[WHAT IS EXPECTED]
Starting at the line that contains "Can you spot the potted rosemary", transcribe every remaining line of the entries exactly, including the last one.
* START RECORDS SUPPLIED *
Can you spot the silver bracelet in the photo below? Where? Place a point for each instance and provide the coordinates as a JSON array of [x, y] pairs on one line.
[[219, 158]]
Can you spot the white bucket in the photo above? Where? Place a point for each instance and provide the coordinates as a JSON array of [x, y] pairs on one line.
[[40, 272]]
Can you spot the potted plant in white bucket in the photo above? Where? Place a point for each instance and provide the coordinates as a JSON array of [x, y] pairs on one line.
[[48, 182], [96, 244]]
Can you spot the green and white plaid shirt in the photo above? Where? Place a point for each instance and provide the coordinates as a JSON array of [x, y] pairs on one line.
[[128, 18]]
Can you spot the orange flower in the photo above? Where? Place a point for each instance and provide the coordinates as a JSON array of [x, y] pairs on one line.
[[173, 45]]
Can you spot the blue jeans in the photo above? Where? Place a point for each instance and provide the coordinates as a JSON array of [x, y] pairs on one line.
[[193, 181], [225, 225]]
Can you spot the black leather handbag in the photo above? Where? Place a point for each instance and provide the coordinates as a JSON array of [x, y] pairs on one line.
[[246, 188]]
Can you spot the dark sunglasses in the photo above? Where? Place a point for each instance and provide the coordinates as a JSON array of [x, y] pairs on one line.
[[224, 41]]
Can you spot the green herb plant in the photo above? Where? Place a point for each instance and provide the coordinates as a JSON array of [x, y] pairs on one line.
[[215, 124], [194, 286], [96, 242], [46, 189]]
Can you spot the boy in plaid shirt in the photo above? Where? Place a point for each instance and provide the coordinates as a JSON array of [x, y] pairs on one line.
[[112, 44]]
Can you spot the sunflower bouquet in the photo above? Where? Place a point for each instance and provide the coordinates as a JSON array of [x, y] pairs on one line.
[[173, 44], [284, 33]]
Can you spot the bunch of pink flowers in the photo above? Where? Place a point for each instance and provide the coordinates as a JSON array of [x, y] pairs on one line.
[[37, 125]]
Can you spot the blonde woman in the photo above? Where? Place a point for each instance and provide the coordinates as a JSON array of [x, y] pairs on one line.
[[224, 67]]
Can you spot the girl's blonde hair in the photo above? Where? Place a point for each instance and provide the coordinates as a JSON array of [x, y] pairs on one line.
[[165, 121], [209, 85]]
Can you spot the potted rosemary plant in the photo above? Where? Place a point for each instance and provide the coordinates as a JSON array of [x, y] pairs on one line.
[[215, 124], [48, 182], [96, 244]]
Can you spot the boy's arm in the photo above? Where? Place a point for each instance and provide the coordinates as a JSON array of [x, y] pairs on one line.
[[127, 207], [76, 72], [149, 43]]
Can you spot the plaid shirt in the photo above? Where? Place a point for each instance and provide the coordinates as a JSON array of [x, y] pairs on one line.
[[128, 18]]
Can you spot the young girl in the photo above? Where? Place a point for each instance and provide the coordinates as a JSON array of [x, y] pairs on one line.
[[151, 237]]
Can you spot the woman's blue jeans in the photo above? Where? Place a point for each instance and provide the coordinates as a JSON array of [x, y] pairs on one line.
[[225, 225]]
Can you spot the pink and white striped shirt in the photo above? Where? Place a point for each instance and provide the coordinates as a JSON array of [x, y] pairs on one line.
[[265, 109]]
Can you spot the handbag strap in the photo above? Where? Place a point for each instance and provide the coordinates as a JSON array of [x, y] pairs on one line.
* END RECORDS SUPPLIED *
[ANSWER TO THE PROBLEM]
Can you spot the potted rosemary plant in the photo above? Where? Place a point for each instance and provide the coordinates as a JSON array of [x, y] pairs on one line.
[[215, 124], [48, 182], [96, 244]]
Can you spot the boy's arm in the photo above? Where? Place a point for each instance and provide the coordinates as a JSON array of [x, y] pairs on one line.
[[127, 207], [76, 72], [149, 43]]
Can you spot the plaid shirt in the photo above? Where? Place a point for each instance and provide the coordinates as a JSON array of [x, y] pairs on one line.
[[128, 18]]
Can you spot the young girl in the photo above? Where? Place a point for each instance and provide the coordinates as a JSON array of [x, y] pairs on one line.
[[151, 237]]
Can you spot the woman's blue jeans in the photo above? Where? Place a point for each instance and provide the coordinates as a JSON array of [x, y] pairs on one line.
[[225, 225]]
Can you spot the pink and white striped shirt in the photo above? Where? Place a point for each instance and provide the coordinates as a JSON array of [x, y] pairs on one line.
[[265, 109]]
Can you spot the handbag strap in the photo above? Where? Place a point for each instance and provide the coordinates as a JSON array of [x, y] pairs on one line.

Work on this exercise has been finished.